• **Exercícios a resolver**:
1. No texto sobre a rapariga italiana, enumere todos os adjetivos que aparecem logo a seguir à palavra "vida".
2. Transcreva do texto sobre a rapariga italiana o trecho que começa em "Uma rapariga italiana" e termina em "uma vida indigna.".

• **Excerto para leitura**:
Uma rapariga italiana em estado vegetativo há dezassete anos. Sem esperança de recuperar para uma vida decente. A família já tinha sido desenganada pelos médicos. O pai queria desligá-la da vida artificial em que era mantida. "Eutanásia", protestaram os do costume, muito ofendidos pela aleivosia que choca os seus quadros mentais. À frente dos protestos, a igreja católica empunhando as bandeiras gastas com o tempo. "Assassínio", sentenciaram do alto das certezas de quem teima em ser intruso em vida alheia. Montou-se uma campanha para impedir que a rapariga fosse desligada da máquina que a mantinha teimosamente ligada a uma vida absurda, uma vida indigna.

• **Dados extraídos**:
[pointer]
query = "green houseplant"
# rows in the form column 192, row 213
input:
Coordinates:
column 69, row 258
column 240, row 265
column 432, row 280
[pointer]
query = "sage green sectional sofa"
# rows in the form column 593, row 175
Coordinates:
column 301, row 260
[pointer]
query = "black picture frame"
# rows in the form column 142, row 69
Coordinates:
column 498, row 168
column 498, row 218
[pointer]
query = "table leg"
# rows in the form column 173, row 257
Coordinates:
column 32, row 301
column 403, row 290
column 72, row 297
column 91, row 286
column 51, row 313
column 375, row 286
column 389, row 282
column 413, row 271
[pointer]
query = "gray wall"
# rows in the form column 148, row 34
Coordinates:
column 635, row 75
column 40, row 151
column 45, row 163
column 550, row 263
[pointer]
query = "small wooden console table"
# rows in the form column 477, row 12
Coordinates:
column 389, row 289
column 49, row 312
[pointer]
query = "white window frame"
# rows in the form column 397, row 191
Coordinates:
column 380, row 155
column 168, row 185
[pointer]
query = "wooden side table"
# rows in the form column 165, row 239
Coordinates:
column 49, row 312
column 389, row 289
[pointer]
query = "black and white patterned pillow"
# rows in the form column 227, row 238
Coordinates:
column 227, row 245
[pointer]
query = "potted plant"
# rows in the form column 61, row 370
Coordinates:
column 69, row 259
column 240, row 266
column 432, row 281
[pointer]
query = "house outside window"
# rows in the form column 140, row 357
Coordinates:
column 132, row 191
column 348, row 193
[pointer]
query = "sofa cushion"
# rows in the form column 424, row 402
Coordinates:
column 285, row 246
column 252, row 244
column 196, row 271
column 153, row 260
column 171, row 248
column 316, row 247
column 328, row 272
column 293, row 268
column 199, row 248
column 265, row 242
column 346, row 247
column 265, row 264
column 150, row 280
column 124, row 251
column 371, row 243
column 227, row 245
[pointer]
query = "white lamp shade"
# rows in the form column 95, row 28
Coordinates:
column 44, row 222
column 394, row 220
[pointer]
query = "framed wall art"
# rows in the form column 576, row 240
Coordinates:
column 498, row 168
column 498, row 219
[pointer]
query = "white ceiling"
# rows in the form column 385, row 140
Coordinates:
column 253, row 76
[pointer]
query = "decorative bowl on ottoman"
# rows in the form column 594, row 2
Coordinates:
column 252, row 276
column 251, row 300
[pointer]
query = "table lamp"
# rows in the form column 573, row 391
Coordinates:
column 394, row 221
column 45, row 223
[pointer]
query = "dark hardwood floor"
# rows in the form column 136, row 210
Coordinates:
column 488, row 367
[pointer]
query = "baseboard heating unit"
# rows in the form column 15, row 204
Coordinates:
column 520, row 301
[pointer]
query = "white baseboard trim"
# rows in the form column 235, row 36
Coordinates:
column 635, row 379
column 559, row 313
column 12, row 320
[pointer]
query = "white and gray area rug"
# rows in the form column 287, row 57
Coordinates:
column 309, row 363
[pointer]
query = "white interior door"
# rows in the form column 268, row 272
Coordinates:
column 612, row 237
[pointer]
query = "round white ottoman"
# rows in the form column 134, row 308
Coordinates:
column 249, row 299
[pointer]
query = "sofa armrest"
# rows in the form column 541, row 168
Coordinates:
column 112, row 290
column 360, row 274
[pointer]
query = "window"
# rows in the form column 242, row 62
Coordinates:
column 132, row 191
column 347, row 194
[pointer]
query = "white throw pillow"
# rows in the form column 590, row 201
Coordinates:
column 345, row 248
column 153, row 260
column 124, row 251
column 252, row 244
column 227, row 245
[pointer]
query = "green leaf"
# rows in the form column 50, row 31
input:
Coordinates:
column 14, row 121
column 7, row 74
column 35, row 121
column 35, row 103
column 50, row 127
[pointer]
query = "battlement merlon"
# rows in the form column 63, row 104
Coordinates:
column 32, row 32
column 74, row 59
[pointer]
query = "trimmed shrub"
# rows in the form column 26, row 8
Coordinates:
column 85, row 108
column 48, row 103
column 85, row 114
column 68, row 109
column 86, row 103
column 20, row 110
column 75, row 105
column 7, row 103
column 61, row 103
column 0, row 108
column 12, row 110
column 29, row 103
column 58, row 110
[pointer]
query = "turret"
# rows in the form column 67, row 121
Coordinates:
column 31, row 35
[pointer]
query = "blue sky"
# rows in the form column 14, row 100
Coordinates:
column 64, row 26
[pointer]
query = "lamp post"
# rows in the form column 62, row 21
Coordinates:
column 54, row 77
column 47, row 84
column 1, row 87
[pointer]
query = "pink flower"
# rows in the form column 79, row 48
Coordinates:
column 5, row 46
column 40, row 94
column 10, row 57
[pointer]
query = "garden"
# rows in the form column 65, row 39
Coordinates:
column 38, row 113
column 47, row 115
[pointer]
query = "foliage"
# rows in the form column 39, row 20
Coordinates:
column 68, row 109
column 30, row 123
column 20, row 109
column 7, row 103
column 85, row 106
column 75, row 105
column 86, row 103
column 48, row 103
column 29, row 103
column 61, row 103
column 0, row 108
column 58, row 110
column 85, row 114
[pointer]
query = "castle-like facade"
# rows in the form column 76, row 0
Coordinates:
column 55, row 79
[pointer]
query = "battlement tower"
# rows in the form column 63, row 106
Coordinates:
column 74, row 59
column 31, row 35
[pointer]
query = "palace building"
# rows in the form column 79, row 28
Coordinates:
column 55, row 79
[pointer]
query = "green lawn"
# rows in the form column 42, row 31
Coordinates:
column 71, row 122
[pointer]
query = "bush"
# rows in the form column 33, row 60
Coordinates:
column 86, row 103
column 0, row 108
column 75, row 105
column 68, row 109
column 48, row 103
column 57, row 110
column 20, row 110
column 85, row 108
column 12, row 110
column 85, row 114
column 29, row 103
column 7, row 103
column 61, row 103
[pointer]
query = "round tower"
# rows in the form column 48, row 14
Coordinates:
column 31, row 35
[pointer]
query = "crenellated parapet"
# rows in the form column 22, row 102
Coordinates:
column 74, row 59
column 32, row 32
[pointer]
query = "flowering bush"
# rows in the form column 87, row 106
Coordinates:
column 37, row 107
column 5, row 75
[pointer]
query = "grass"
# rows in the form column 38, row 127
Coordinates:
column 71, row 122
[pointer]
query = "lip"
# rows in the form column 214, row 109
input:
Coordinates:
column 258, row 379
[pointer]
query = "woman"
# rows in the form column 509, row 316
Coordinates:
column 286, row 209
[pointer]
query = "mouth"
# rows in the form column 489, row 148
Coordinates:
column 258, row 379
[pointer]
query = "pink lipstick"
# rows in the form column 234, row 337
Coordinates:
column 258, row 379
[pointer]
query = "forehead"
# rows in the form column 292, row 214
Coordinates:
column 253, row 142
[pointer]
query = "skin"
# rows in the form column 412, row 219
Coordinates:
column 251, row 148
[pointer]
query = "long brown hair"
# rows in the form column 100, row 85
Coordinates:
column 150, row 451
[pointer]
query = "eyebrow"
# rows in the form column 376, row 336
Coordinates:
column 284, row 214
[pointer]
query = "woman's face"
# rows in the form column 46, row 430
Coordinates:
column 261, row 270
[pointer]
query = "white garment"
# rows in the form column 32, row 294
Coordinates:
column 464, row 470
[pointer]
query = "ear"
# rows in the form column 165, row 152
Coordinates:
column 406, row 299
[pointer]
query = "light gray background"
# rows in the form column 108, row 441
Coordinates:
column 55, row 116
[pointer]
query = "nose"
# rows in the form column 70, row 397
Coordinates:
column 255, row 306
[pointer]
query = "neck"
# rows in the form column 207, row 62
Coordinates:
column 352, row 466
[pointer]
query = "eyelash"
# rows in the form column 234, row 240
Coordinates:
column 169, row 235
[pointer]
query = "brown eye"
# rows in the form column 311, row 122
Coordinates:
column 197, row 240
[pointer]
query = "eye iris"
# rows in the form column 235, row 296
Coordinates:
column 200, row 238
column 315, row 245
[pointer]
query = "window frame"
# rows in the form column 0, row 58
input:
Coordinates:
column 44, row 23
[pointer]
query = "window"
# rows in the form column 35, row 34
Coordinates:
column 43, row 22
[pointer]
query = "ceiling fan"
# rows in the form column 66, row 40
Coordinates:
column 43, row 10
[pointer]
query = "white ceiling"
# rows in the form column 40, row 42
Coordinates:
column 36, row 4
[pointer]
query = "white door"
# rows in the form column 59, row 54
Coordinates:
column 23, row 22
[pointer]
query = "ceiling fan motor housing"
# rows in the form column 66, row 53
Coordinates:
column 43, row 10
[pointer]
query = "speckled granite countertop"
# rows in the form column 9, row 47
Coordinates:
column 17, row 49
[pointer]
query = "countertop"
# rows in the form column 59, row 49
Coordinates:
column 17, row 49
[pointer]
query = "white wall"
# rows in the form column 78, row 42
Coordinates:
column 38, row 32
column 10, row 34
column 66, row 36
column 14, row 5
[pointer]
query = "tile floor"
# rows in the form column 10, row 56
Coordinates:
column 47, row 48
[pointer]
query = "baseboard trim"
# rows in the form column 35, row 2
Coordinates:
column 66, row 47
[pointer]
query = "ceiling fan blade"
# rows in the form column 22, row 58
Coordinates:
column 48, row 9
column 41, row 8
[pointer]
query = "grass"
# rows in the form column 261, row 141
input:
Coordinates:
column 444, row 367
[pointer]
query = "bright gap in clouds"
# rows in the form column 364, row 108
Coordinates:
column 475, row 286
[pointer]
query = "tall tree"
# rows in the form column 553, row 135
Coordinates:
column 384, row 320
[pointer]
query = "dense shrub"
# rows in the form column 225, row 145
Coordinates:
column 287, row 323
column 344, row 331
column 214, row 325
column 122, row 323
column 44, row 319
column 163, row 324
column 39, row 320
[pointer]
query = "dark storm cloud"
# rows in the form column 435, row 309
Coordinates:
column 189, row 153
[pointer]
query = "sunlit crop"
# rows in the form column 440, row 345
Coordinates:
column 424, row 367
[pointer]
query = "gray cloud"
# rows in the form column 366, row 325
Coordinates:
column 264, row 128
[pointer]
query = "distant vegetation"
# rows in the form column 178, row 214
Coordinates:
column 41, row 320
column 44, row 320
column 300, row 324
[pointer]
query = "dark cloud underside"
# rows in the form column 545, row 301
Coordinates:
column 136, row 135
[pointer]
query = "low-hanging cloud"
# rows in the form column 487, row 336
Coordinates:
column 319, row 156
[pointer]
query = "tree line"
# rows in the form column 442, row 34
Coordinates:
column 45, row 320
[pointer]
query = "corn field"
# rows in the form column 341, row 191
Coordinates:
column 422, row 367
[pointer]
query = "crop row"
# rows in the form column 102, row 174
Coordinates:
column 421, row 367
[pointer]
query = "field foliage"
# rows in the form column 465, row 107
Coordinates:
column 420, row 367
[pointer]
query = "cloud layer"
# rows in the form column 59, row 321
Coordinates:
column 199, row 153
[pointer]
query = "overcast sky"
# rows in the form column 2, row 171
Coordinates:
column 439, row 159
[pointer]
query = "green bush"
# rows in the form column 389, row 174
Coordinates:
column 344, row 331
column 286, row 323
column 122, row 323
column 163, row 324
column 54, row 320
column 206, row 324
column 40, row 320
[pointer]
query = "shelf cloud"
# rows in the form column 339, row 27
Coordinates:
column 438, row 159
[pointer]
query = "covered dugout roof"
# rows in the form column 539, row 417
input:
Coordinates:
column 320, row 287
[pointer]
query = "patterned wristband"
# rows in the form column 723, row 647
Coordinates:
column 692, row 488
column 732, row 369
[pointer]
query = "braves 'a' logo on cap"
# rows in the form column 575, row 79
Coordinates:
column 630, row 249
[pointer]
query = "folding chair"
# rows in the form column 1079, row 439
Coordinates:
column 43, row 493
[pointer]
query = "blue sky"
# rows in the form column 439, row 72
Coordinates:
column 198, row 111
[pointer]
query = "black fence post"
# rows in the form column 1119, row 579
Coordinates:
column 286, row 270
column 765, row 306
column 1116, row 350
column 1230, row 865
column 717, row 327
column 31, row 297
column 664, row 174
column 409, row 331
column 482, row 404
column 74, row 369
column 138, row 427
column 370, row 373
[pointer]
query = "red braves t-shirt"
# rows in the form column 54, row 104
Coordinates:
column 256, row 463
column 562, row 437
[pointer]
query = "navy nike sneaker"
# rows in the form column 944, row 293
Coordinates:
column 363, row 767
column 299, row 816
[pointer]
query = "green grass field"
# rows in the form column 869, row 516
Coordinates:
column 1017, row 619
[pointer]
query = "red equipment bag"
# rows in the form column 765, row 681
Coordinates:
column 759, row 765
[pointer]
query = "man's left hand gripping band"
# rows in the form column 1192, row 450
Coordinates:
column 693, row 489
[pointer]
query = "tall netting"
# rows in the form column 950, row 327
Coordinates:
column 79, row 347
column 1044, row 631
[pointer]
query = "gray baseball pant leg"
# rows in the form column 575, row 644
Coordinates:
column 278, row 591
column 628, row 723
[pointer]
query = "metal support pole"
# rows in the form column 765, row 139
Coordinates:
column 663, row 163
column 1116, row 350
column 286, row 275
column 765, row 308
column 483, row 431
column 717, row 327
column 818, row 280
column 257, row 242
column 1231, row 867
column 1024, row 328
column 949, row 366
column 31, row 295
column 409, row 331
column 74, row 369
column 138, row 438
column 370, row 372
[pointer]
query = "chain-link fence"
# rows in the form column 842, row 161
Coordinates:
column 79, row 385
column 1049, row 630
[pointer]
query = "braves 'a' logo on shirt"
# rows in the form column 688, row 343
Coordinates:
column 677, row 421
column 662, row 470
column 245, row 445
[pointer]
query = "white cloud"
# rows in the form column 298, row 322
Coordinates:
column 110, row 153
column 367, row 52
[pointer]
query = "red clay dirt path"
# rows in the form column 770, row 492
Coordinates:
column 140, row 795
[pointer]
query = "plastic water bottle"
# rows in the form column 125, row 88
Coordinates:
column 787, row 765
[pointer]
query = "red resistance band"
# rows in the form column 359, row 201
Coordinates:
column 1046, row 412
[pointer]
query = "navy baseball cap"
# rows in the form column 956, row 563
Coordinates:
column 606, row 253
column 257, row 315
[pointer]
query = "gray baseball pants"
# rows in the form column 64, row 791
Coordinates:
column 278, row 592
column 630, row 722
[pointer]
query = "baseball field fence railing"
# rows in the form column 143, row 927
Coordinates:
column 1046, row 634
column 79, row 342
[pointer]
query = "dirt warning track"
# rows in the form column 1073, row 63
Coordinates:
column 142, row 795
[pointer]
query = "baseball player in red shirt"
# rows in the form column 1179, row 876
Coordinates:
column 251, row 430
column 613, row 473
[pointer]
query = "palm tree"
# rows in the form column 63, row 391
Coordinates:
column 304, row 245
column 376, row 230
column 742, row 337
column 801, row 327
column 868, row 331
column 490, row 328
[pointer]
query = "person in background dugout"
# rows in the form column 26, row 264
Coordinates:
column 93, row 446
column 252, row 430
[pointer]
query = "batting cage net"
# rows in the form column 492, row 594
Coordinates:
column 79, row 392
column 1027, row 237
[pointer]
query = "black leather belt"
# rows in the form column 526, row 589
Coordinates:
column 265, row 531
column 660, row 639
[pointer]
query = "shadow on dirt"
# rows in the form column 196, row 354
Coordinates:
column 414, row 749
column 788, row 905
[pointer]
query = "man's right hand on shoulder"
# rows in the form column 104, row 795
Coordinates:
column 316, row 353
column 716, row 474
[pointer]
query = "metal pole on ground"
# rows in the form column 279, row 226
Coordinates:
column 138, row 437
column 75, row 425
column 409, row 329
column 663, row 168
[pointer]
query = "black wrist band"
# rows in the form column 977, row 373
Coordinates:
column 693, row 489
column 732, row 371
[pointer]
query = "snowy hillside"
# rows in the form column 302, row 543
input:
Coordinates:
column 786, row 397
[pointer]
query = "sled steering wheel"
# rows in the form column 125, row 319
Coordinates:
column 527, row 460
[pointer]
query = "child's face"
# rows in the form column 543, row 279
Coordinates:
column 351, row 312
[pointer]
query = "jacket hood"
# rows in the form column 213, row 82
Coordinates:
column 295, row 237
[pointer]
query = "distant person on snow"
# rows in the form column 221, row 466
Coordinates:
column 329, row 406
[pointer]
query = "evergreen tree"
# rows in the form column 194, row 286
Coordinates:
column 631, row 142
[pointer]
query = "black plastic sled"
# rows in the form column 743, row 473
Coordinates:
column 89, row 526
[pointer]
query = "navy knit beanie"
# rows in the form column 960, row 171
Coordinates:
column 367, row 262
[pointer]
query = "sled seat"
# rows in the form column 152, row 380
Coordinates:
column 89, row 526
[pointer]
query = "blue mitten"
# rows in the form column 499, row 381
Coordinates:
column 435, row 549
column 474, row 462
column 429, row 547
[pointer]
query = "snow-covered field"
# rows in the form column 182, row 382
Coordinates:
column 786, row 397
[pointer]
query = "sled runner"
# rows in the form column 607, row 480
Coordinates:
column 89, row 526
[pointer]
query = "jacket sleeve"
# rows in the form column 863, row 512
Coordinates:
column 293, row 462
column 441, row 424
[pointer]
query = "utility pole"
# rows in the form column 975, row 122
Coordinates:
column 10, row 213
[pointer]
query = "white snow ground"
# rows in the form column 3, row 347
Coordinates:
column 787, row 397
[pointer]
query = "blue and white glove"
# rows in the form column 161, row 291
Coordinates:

• **Respostas**:
1. decente, artificial, alheia, absurda, indigna

2.
Uma rapariga italiana em estado vegetativo há dezassete anos. Sem esperança de recuperar para uma vida decente. A família já tinha sido desenganada pelos médicos. O pai queria desligá-la da vida artificial em que era mantida. "Eutanásia", protestaram os do costume, muito ofendidos pela aleivosia que choca os seus quadros mentais. À frente dos protestos, a igreja católica empunhando as bandeiras gastas com o tempo. "Assassínio", sentenciaram do alto das certezas de quem teima em ser intruso em vida alheia. Montou-se uma campanha para impedir que a rapariga fosse desligada da máquina que a mantinha teimosamente ligada a uma vida absurda, uma vida indigna.